• Tarefa a realizar
Transcreva, sem qualquer alteração, tudo o que vai de "A relativa falta" até "organização por especialidades." no texto sobre a carência de médicos.

30 julho 2008

Carência de médicos (revisto)


A relativa falta de médicos hoje sentida é em grande parte um reflexo da limitação do numerus clausus nas vagas de acesso a medicina, mas também fruto de uma distribuição regional desequilibrada e uma má organização por especialidades.
A aquisição de um curso de medicina (as médias mínimas do secundário estão muito perto dos 19 valores) só está ao alcance dos génios (ou quase) ou daqueles que têm dinheiro para estudar em colégios privados. Quantos jovens com profunda propensão vocacional a ele não pode ascender e outros menos vocacionados, mas com melhores recursos e notas nele ingressam.
O “status” excepcional que os médicos têm no nosso país advém, como é óbvio, do acto que executam, mas também da sua escassez. É claro que a míngua ou fartura projectam ou não a importância da "coisa", pouca oferta e muita procura valorizam o produto. Recorde-se o elevado estatuto social, que os advogados, os engenheiros e os professores tiveram até há bem pouco tempo resultado da sua carência. Depois as instituições de ensino superior "produziram" grande número de licenciados nestas áreas e a abundância provocou a sua desvalorização social. Como exemplo atente-se ao estatuto do advogado, do engenheiro, do professor… de meia-idade face ao estagiário que acabou de sair da universidade.

• Dados fornecidos
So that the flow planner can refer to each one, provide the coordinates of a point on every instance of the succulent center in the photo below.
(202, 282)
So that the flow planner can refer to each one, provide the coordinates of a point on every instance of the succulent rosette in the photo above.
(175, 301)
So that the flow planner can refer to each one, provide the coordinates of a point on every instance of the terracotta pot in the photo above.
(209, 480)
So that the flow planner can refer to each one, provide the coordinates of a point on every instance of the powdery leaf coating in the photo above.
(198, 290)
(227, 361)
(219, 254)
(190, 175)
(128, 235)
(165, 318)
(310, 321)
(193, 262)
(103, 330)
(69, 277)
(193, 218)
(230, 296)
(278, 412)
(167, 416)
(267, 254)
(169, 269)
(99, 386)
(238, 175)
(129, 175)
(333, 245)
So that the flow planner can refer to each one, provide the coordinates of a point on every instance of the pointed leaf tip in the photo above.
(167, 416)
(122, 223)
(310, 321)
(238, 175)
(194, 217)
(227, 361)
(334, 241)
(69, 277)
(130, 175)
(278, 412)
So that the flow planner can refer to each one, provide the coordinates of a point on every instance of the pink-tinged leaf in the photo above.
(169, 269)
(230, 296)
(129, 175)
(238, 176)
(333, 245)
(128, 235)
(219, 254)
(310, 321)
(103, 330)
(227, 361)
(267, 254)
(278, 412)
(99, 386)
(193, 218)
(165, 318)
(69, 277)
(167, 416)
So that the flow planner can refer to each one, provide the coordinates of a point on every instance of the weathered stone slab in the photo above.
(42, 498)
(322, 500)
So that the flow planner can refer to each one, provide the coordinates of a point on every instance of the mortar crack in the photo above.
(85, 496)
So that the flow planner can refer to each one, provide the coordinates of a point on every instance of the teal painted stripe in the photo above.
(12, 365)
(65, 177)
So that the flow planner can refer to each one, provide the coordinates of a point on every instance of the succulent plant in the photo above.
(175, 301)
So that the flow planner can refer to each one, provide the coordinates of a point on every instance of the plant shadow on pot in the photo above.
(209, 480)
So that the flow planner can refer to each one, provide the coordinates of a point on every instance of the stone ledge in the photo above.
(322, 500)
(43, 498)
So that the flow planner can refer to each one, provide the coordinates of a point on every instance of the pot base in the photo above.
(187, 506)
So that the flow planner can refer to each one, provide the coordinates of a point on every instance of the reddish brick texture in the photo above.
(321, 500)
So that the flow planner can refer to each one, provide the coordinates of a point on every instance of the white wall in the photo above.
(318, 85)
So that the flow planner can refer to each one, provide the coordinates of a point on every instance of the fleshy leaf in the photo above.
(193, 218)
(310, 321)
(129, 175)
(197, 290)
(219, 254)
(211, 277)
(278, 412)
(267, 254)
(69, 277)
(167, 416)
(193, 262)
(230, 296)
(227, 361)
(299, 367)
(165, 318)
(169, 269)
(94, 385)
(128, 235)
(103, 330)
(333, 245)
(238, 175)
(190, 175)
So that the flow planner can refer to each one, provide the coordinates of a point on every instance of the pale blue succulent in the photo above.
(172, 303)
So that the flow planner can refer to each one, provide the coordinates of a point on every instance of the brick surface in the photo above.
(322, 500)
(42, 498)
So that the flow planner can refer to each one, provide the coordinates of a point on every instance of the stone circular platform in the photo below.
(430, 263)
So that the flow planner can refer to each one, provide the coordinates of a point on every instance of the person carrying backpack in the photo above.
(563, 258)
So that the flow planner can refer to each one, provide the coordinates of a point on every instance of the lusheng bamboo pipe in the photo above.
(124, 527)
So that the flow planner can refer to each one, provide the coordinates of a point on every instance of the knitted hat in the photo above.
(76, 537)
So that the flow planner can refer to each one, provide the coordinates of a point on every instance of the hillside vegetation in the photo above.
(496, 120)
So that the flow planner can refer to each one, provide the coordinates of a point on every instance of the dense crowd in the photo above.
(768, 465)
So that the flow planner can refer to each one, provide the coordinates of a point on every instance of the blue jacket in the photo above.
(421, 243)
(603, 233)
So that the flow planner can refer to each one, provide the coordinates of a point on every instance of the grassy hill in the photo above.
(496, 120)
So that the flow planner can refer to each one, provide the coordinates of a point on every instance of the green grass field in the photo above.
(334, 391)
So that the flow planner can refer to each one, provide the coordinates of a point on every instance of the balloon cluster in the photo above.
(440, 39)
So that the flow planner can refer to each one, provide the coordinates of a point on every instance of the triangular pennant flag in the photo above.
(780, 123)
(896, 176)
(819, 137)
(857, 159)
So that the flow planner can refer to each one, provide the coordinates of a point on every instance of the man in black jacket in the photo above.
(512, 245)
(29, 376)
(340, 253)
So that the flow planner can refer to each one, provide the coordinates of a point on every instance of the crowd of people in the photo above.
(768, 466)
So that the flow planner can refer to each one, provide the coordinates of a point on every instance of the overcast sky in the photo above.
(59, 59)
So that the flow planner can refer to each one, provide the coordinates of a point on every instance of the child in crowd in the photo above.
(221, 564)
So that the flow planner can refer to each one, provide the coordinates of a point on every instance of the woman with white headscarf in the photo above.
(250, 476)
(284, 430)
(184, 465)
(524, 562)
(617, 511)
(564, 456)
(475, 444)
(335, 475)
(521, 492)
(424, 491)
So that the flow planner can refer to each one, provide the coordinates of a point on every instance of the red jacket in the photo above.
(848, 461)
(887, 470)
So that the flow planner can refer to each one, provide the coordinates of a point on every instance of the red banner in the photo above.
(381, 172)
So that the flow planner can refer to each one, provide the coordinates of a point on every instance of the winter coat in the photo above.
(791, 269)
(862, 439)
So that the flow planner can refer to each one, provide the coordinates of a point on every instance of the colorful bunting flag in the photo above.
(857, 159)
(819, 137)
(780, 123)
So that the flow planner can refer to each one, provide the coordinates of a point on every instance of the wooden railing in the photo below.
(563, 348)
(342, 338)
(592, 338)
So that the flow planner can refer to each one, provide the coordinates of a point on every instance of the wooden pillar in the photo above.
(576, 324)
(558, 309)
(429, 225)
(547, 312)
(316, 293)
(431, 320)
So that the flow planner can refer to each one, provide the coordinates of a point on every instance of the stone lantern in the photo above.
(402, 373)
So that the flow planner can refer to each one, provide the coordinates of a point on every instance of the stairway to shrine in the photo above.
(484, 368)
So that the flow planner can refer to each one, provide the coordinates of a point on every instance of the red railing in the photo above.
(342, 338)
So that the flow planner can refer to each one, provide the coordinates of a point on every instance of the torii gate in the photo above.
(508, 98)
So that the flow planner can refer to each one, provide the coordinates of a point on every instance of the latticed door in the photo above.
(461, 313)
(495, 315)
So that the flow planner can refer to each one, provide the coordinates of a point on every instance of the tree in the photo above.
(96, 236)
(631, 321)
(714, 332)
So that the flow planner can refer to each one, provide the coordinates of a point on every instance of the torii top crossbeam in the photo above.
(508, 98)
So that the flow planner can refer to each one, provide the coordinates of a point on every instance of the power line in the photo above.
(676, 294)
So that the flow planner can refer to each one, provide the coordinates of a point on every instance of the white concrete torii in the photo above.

• Resultado do exercício
A relativa falta de médicos hoje sentida é em grande parte um reflexo da limitação do numerus clausus nas vagas de acesso a medicina, mas também fruto de uma distribuição regional desequilibrada e uma má organização por especialidades.